Reproduce the records below in their entirety, character for character.
Content starts
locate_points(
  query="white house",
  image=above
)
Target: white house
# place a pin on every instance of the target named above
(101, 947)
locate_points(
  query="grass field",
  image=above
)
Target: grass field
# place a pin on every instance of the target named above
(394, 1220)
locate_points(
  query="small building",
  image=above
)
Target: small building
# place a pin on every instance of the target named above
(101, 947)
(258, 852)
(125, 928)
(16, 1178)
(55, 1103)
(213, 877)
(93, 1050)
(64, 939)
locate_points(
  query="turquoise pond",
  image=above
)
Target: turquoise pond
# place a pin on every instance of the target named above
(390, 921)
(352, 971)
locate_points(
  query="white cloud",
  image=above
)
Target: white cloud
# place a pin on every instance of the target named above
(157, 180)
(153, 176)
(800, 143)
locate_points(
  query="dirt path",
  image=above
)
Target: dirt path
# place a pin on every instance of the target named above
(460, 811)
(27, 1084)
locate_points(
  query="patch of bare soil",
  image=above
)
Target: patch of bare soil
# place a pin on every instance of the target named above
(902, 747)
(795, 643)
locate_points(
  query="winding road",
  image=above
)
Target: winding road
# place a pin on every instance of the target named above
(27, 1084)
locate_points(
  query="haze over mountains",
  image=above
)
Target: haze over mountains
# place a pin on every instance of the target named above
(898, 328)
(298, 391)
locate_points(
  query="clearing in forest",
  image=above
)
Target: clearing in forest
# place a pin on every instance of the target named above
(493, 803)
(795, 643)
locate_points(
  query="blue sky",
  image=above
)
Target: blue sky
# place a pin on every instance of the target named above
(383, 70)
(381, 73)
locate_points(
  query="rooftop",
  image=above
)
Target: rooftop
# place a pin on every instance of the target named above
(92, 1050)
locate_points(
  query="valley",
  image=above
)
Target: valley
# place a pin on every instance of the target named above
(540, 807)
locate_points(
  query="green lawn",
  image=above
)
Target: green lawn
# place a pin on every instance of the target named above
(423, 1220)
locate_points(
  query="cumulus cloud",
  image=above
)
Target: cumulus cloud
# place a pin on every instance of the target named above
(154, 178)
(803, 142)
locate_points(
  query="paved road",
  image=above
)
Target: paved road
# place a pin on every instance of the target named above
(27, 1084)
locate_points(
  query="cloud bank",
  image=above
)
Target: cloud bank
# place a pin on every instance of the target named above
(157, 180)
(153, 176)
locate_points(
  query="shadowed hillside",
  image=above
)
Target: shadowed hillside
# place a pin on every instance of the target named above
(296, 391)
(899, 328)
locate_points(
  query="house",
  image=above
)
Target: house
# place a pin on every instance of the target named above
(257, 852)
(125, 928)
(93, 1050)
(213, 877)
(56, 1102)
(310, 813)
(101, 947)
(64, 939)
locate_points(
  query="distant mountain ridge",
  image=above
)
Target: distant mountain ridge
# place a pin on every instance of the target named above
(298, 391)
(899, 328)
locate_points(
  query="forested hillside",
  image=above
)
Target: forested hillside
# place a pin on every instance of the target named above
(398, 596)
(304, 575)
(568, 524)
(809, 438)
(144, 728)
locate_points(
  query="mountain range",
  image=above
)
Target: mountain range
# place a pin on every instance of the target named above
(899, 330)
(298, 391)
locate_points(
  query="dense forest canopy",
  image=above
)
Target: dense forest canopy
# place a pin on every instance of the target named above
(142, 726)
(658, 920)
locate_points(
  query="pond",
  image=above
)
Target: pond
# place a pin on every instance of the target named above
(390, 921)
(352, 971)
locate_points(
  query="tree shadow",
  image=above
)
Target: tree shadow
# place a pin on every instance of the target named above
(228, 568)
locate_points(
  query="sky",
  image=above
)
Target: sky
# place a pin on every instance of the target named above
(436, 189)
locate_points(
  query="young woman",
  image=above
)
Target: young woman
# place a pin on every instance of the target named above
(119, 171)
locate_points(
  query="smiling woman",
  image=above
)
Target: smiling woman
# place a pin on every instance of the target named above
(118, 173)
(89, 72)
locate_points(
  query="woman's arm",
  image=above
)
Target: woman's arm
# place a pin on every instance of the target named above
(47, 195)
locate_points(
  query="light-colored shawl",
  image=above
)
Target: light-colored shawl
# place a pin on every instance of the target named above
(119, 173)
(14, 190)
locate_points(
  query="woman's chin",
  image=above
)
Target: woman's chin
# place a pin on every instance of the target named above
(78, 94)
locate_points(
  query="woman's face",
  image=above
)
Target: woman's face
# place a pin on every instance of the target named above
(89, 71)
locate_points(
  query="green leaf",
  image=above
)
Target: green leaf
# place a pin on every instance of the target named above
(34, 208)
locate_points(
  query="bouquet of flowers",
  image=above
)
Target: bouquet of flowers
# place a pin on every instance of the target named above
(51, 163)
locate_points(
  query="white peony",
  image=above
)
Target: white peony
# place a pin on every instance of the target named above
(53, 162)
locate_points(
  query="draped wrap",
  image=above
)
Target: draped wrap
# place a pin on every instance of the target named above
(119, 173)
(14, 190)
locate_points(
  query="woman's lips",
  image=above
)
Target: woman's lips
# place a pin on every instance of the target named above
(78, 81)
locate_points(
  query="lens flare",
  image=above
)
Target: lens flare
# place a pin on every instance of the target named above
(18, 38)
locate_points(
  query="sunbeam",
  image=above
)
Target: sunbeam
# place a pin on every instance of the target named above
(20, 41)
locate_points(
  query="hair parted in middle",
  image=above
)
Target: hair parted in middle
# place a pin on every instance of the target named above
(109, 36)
Content ends
• RESULT BELOW
locate_points(
  query="white house",
  image=above
)
Target: white house
# place a pin on every instance of the target named above
(101, 947)
locate_points(
  query="grass field",
  image=above
)
Target: grass field
# place a pin on every instance of the target named above
(394, 1220)
locate_points(
  query="small building",
  image=above
)
Target: small building
# place a pin on every instance of the target named above
(101, 947)
(258, 852)
(125, 928)
(16, 1178)
(55, 1103)
(213, 877)
(93, 1050)
(64, 939)
locate_points(
  query="turquoise pond",
  image=above
)
Target: turquoise pond
# place a pin on every instance of the target named above
(390, 921)
(352, 971)
locate_points(
  query="white cloud",
  image=above
)
Target: white cloud
# place a pin on every instance of the target named above
(157, 180)
(153, 176)
(800, 143)
locate_points(
  query="dirt path",
  image=above
)
Target: dirt path
# place a pin on every instance of the target named above
(460, 811)
(27, 1084)
locate_points(
  query="patch of bare soil",
  image=above
)
Target: patch of bare soil
# place a pin on every instance of the target named above
(902, 747)
(795, 643)
locate_points(
  query="winding road",
  image=above
)
Target: winding road
# place a pin on every instance of the target named above
(27, 1084)
locate_points(
  query="haze over mountains",
  image=above
)
Target: haze over mountains
# place a pin on every instance of the target named above
(898, 328)
(298, 391)
locate_points(
  query="clearing in forest",
  image=above
)
Target: clearing in forest
# place a pin on every instance of the target named above
(493, 803)
(795, 643)
locate_points(
  query="blue sky",
  image=above
)
Target: blue sky
# place a pin on every instance of the target named above
(383, 70)
(381, 73)
locate_points(
  query="rooftop",
  image=above
)
Target: rooftop
# place a pin on every instance of the target named above
(92, 1050)
locate_points(
  query="valley",
  image=above
)
Target: valley
# place a pin on every instance of the target named above
(540, 807)
locate_points(
  query="green lawn",
  image=above
)
Target: green lawn
# place a pin on every instance of the target named above
(423, 1220)
locate_points(
  query="cumulus cloud",
  image=above
)
Target: cumulus cloud
# place a pin on every instance of the target named above
(154, 178)
(803, 142)
locate_points(
  query="paved road",
  image=above
)
Target: paved road
# place a pin on every instance of the target named above
(27, 1084)
locate_points(
  query="cloud bank",
  image=above
)
Target: cloud bank
# place a pin on every instance of the target named above
(157, 180)
(153, 176)
locate_points(
  query="shadowed hillside",
  image=above
)
Target: shadowed hillside
# place a pin on every instance of the target named above
(296, 391)
(899, 328)
locate_points(
  query="house",
  image=above
)
Target: house
# place a pin on every instance of the target named above
(257, 852)
(125, 928)
(93, 1050)
(213, 877)
(56, 1102)
(310, 813)
(101, 947)
(64, 939)
locate_points(
  query="distant mountain ridge",
  image=above
)
Target: distant mountain ridge
# place a pin on every instance of the target named above
(298, 391)
(899, 328)
locate_points(
  query="forested hillside",
  image=above
)
Target: forested hillside
# place a pin on every instance of the target named above
(398, 596)
(304, 575)
(568, 524)
(809, 438)
(144, 728)
locate_points(
  query="mountain range",
  image=above
)
Target: mountain range
# place a pin on every instance of the target named above
(899, 330)
(298, 391)
locate_points(
  query="dense forest canopy",
  image=above
)
Target: dense forest canopy
# place a pin on every instance of the target named above
(142, 726)
(658, 920)
locate_points(
  query="pond",
  image=above
)
Target: pond
# place a pin on every instance of the target named above
(390, 921)
(352, 971)
locate_points(
  query="tree shadow",
  image=above
)
Target: tree shadow
# place a pin on every instance of the target named above
(228, 568)
locate_points(
  query="sky",
  image=above
)
Target: sky
# place a pin on every instance of the target named above
(436, 189)
locate_points(
  query="young woman",
  image=above
)
Target: young woman
# place a pin on every instance of the target named above
(119, 171)
locate_points(
  query="smiling woman",
  image=above
)
Target: smiling woman
# place a pin on every instance of the target named above
(118, 173)
(89, 72)
locate_points(
  query="woman's arm",
  image=above
)
Target: woman's arm
# place a pin on every instance of the target named above
(47, 195)
locate_points(
  query="light-colored shawl",
  image=above
)
Target: light-colored shawl
# place a pin on every instance of the target named above
(119, 173)
(14, 190)
locate_points(
  query="woman's chin",
  image=above
)
Target: woman's chin
# place a pin on every instance of the target named above
(78, 94)
locate_points(
  query="woman's face",
  image=above
)
Target: woman's face
# place a pin on every instance of the target named above
(89, 71)
locate_points(
  query="green leaf",
  image=above
)
Target: green leaf
# place a pin on every instance of the target named above
(34, 208)
locate_points(
  query="bouquet of flowers",
  image=above
)
Target: bouquet of flowers
# place a pin on every instance of the target named above
(51, 163)
locate_points(
  query="white peony",
  image=above
)
Target: white peony
# place a pin on every instance of the target named above
(53, 162)
locate_points(
  query="draped wrap",
  image=above
)
Target: draped wrap
# place a pin on every instance of the target named above
(119, 173)
(14, 190)
locate_points(
  query="woman's lips",
  image=above
)
Target: woman's lips
# place a pin on every instance of the target named above
(78, 81)
locate_points(
  query="lens flare",
  image=above
)
Target: lens flare
# place a pin on every instance of the target named above
(18, 38)
locate_points(
  query="sunbeam",
  image=above
)
Target: sunbeam
# place a pin on every instance of the target named above
(20, 41)
locate_points(
  query="hair parted in middle",
  image=above
)
Target: hair parted in middle
# place a pin on every instance of the target named above
(109, 36)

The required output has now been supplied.